Written problem — Turn all of the data below into a Markdown table with two columns, Row and Line: number the rows in order, give each nonblank line its own row, and skip blank lines. Leave the pictures out of the table.

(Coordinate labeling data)
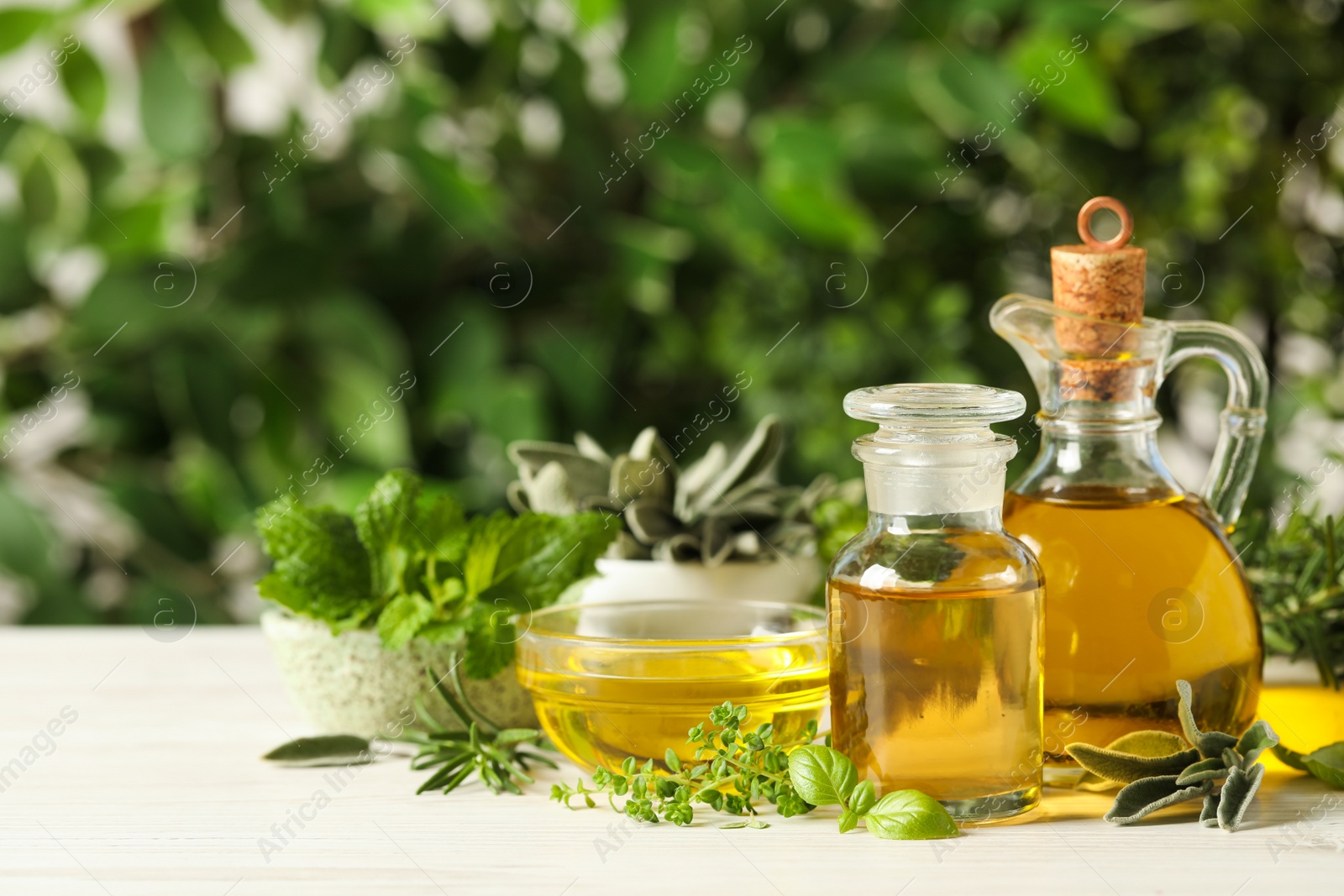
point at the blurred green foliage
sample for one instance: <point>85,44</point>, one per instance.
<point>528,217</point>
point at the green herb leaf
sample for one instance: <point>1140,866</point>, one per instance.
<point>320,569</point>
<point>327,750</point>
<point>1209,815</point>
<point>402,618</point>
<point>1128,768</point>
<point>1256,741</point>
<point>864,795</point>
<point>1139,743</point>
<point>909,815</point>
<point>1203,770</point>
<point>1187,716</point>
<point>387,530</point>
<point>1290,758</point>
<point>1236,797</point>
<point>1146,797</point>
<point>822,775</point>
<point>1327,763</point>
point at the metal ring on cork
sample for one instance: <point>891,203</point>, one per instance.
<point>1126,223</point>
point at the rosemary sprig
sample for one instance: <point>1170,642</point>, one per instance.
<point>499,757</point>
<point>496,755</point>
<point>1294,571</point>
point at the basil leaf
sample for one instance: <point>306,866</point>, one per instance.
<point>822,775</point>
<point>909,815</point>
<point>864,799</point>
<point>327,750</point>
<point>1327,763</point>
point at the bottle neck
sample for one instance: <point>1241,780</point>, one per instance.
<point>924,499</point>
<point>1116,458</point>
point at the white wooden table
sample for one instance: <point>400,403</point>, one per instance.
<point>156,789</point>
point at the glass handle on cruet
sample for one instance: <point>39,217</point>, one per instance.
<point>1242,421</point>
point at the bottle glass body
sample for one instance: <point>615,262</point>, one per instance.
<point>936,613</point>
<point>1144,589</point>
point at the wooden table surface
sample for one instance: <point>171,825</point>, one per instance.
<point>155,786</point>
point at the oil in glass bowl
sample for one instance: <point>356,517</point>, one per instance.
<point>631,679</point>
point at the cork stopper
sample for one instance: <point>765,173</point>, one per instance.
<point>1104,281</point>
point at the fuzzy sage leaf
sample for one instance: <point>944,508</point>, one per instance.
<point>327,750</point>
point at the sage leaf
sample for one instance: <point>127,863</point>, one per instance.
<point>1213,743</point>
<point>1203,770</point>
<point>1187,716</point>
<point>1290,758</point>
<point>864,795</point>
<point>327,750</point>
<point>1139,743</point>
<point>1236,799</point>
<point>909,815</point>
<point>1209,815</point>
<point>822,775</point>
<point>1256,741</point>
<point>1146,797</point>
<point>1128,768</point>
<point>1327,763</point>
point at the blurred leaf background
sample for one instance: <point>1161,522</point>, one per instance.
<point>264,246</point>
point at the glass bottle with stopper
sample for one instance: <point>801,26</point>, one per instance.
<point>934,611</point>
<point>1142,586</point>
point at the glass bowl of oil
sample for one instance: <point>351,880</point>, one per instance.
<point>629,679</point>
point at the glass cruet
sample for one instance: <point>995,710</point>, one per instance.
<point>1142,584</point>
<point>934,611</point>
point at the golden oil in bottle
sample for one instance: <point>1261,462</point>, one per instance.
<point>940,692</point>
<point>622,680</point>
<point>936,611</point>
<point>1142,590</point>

Result of the exercise —
| Row | Line |
|---|---|
| 1 | point at the blurred green foliage |
| 2 | sample for one instance: <point>85,44</point>, one per instance. |
| 3 | <point>528,217</point> |
| 4 | point at the green herb leaf |
| 5 | sample for one instance: <point>1140,866</point>, one per instance. |
| 6 | <point>320,569</point> |
| 7 | <point>327,750</point> |
| 8 | <point>1209,815</point> |
| 9 | <point>402,618</point> |
| 10 | <point>1128,768</point> |
| 11 | <point>1256,741</point> |
| 12 | <point>864,795</point> |
| 13 | <point>1139,743</point> |
| 14 | <point>909,815</point> |
| 15 | <point>1203,770</point> |
| 16 | <point>1187,716</point> |
| 17 | <point>387,530</point> |
| 18 | <point>1290,758</point> |
| 19 | <point>1236,797</point> |
| 20 | <point>1146,797</point> |
| 21 | <point>822,775</point> |
| 22 | <point>1327,763</point> |
| 23 | point at the metal ring on cork |
| 24 | sample for one instance: <point>891,203</point>, one per instance. |
| 25 | <point>1126,223</point> |
| 26 | point at the rosemary sprig |
| 27 | sample for one instance: <point>1170,642</point>, one per instance. |
| 28 | <point>499,757</point> |
| 29 | <point>496,755</point> |
| 30 | <point>1294,571</point> |
| 31 | point at the basil leaf |
| 32 | sample for one instance: <point>306,866</point>, one per instance. |
| 33 | <point>822,775</point> |
| 34 | <point>909,815</point> |
| 35 | <point>864,799</point> |
| 36 | <point>327,750</point> |
| 37 | <point>1327,763</point> |
| 38 | point at the bottle neck |
| 39 | sample for one instance: <point>1241,780</point>, one per instance. |
| 40 | <point>924,499</point> |
| 41 | <point>1116,458</point> |
| 42 | point at the white wooden table |
| 43 | sample for one instance: <point>400,403</point>, one per instance. |
| 44 | <point>156,789</point> |
| 45 | point at the glass handle on cruet |
| 46 | sample for one instance: <point>39,217</point>, one per instance. |
| 47 | <point>1242,421</point> |
| 48 | point at the bottle glass body |
| 49 | sample for one instance: <point>615,262</point>, one per instance. |
| 50 | <point>936,613</point> |
| 51 | <point>1144,589</point> |
| 52 | point at the wooden table surface |
| 53 | sample for one instance: <point>171,825</point>, one per instance. |
| 54 | <point>155,786</point> |
| 55 | point at the oil in glass bowl |
| 56 | sample for one instance: <point>356,517</point>, one per instance. |
| 57 | <point>631,679</point> |
| 58 | point at the cork stopper |
| 59 | sample for one instance: <point>765,173</point>, one per instance. |
| 60 | <point>1104,281</point> |
| 61 | point at the fuzzy sage leaf |
| 62 | sample for one instance: <point>944,508</point>, one per instance. |
| 63 | <point>327,750</point> |
| 64 | point at the sage leaf |
| 65 | sample for one instance: <point>127,863</point>, one per instance. |
| 66 | <point>1213,743</point> |
| 67 | <point>1203,770</point> |
| 68 | <point>1187,716</point> |
| 69 | <point>1290,758</point> |
| 70 | <point>864,795</point> |
| 71 | <point>327,750</point> |
| 72 | <point>1139,743</point> |
| 73 | <point>1236,799</point> |
| 74 | <point>909,815</point> |
| 75 | <point>1209,815</point> |
| 76 | <point>822,775</point> |
| 77 | <point>1256,741</point> |
| 78 | <point>1146,797</point> |
| 79 | <point>1128,768</point> |
| 80 | <point>1327,763</point> |
| 81 | point at the blurred leaf background |
| 82 | sample for one instance: <point>1161,522</point>, one per instance. |
| 83 | <point>264,246</point> |
| 84 | point at the glass bottle with stopper |
| 85 | sample for one instance: <point>801,26</point>, one per instance. |
| 86 | <point>934,611</point> |
| 87 | <point>1142,586</point> |
| 88 | point at the glass bowl of oil |
| 89 | sample for one instance: <point>351,880</point>, one per instance. |
| 90 | <point>629,679</point> |
| 91 | point at the glass cruet |
| 92 | sample for one instance: <point>995,710</point>, one per instance. |
| 93 | <point>1142,584</point> |
| 94 | <point>934,611</point> |
| 95 | point at the golden oil in bottle |
| 96 | sample for one instance: <point>1261,462</point>, one per instance. |
| 97 | <point>940,692</point> |
| 98 | <point>622,680</point> |
| 99 | <point>936,611</point> |
| 100 | <point>1142,590</point> |